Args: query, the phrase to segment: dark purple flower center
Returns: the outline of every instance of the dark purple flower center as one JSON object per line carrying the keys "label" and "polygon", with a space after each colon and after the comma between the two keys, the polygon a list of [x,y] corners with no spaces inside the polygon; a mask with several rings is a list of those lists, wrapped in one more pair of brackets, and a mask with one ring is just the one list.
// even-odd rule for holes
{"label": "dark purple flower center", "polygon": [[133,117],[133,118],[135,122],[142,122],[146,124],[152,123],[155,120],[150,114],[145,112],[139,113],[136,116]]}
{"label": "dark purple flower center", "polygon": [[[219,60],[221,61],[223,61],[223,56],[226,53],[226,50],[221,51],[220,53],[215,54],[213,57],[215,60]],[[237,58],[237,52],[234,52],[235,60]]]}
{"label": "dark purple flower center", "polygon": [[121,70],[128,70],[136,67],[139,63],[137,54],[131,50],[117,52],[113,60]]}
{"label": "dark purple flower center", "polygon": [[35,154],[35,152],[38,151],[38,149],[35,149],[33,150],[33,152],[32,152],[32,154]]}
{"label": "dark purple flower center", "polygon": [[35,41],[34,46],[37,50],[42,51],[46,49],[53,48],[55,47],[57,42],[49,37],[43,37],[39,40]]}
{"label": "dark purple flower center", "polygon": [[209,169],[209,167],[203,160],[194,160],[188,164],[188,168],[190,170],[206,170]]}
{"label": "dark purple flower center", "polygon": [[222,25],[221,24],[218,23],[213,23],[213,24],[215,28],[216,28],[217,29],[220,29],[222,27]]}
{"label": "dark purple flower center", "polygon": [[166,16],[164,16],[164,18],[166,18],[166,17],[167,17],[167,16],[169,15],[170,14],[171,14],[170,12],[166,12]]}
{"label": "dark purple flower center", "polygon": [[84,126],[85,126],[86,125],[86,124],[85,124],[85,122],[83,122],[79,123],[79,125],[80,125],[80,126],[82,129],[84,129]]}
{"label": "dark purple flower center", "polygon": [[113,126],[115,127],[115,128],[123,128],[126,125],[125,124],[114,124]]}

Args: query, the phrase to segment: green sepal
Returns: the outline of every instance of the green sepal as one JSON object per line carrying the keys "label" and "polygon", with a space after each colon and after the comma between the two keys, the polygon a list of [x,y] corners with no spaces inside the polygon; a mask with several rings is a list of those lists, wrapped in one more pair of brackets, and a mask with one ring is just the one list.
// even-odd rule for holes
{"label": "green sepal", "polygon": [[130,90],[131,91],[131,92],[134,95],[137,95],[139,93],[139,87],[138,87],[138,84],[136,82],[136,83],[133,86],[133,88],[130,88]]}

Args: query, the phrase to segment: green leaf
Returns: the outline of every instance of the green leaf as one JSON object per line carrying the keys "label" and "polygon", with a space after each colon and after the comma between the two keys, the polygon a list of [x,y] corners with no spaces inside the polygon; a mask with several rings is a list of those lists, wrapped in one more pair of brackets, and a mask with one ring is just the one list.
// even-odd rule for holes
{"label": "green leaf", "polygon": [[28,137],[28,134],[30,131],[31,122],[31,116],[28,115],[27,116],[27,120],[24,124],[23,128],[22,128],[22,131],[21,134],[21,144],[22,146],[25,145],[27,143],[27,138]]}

*SHORT PROBLEM*
Repeat only what runs from the line holding "Args: query, the phrase to segment: green sepal" to the end of the data, keeping every line exactly as written, first and last included.

*TASK SOLUTION*
Args: query, the phrase to segment: green sepal
Returns: the outline of every instance of the green sepal as one JSON object per line carrying the keys "label" and "polygon", with a space after each colon and after the comma between the two keys, the polygon a list of [x,y] corners with no spaces inside the polygon; a mask with several rings is a list of those lists, wrapped in one more pair of brackets, and a mask with one ring is just the one list.
// even-odd rule for holes
{"label": "green sepal", "polygon": [[130,90],[131,91],[131,92],[134,95],[137,95],[139,93],[139,87],[138,87],[138,84],[136,82],[136,83],[133,86],[133,88],[130,88]]}

Args: query, the phrase to segment: green leaf
Returns: the outline of every instance of the green leaf as one JSON object per line carrying the keys "label" and "polygon", with a space after each colon and after the comma between the two keys, the polygon a list of [x,y] corners with no spaces inside the polygon; a mask with several rings is a list of those lists, wrapped in one more pair of brackets, and a mask with one ring is just the one list.
// even-odd rule for holes
{"label": "green leaf", "polygon": [[28,137],[28,134],[30,131],[31,122],[31,116],[28,115],[27,116],[27,120],[24,124],[23,128],[22,128],[22,131],[21,134],[21,144],[22,146],[25,145],[27,143],[27,138]]}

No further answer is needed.